- **What the exercise asks**: In the records below, locate the line containing "Task: a point for each instance of the bookcase side", then output that line and all later lines exactly, through the last one.

- **Record extracts**:
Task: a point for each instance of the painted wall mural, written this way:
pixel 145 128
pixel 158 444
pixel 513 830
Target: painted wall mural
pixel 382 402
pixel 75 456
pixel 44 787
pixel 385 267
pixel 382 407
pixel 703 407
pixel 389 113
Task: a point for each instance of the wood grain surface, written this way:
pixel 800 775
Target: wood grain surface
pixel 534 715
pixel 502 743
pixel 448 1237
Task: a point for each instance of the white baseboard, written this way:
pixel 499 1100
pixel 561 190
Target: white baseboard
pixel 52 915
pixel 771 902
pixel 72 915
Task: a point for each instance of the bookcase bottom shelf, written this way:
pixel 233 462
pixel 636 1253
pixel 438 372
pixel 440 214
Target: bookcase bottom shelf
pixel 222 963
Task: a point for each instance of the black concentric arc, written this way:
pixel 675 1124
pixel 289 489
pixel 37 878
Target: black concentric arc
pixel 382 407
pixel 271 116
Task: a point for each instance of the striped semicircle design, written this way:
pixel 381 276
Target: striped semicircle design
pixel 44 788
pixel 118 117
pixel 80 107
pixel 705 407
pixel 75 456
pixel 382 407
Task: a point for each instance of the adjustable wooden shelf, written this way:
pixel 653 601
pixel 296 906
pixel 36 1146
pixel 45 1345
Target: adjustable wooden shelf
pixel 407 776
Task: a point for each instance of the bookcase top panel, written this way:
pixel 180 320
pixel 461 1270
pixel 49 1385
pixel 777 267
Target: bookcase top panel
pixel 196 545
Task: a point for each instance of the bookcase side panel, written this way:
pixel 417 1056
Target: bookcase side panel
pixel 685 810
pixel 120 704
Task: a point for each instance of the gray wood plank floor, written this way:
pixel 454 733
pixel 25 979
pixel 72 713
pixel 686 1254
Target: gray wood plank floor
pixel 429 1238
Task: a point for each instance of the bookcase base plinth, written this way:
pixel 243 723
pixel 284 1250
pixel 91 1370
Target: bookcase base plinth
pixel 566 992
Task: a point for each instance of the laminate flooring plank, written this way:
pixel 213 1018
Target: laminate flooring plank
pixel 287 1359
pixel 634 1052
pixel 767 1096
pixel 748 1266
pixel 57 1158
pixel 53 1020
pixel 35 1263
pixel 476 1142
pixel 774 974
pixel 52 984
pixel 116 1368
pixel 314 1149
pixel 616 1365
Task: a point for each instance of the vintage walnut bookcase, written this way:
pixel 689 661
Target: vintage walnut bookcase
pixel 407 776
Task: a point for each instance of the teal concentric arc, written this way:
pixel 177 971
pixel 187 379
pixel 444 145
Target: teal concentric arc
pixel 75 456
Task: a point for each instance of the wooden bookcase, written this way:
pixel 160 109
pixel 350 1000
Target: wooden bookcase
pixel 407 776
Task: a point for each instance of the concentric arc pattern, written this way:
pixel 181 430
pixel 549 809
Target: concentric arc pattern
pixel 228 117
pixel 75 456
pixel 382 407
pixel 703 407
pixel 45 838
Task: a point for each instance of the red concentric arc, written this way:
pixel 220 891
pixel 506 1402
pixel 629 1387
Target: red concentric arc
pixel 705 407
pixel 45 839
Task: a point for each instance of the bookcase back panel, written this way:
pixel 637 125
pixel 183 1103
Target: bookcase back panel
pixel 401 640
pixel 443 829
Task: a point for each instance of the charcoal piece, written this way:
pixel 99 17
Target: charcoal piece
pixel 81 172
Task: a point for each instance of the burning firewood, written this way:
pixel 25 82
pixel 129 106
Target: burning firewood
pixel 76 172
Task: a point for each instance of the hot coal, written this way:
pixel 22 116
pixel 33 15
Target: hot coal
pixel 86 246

- **Finished answer**:
Task: a point for each instance of the bookcase side panel, written this way:
pixel 417 1056
Target: bookcase side panel
pixel 685 810
pixel 120 704
Task: a point for each instance of the gray wood plank floor, written this way:
pixel 454 733
pixel 25 979
pixel 72 713
pixel 686 1254
Target: gray wood plank floor
pixel 429 1238
Task: a point for each instance of the bookcase base plinth, written this way:
pixel 243 723
pixel 284 1250
pixel 91 1370
Target: bookcase base plinth
pixel 566 992
Task: a point for each instance of the laminate flooring plank, written this way:
pixel 213 1018
Target: laminate flooring plank
pixel 287 1359
pixel 634 1052
pixel 767 1096
pixel 748 1266
pixel 57 1158
pixel 53 1020
pixel 35 1263
pixel 476 1142
pixel 774 974
pixel 52 984
pixel 116 1368
pixel 314 1149
pixel 616 1365
Task: a point for each instance of the vintage walnut bookcase, written this way:
pixel 689 661
Target: vintage walnut bookcase
pixel 407 776
Task: a point for each instance of the teal concentric arc, written this way:
pixel 177 971
pixel 187 379
pixel 444 145
Target: teal concentric arc
pixel 75 456
Task: a point for each instance of the wooden bookcase, written this way:
pixel 160 109
pixel 350 1000
Target: wooden bookcase
pixel 407 776
Task: a point for each instance of the concentric arc pattern, written this way:
pixel 181 430
pixel 549 809
Target: concentric arc pattern
pixel 228 117
pixel 75 456
pixel 382 407
pixel 703 407
pixel 45 838
Task: a point for each instance of the red concentric arc, written this way:
pixel 220 891
pixel 506 1402
pixel 629 1387
Target: red concentric arc
pixel 705 407
pixel 45 839
Task: a point for each instance of the bookcase back panel, written this way:
pixel 637 125
pixel 183 1103
Target: bookcase back panel
pixel 401 640
pixel 443 829
Task: a point for each instance of the charcoal piece, written this way:
pixel 99 17
Target: charcoal piece
pixel 81 172
Task: a point for each instance of the burning firewood, written this way:
pixel 25 82
pixel 129 106
Target: burning firewood
pixel 76 172
Task: a point for each instance of the hot coal, written this way:
pixel 22 116
pixel 33 15
Target: hot coal
pixel 86 246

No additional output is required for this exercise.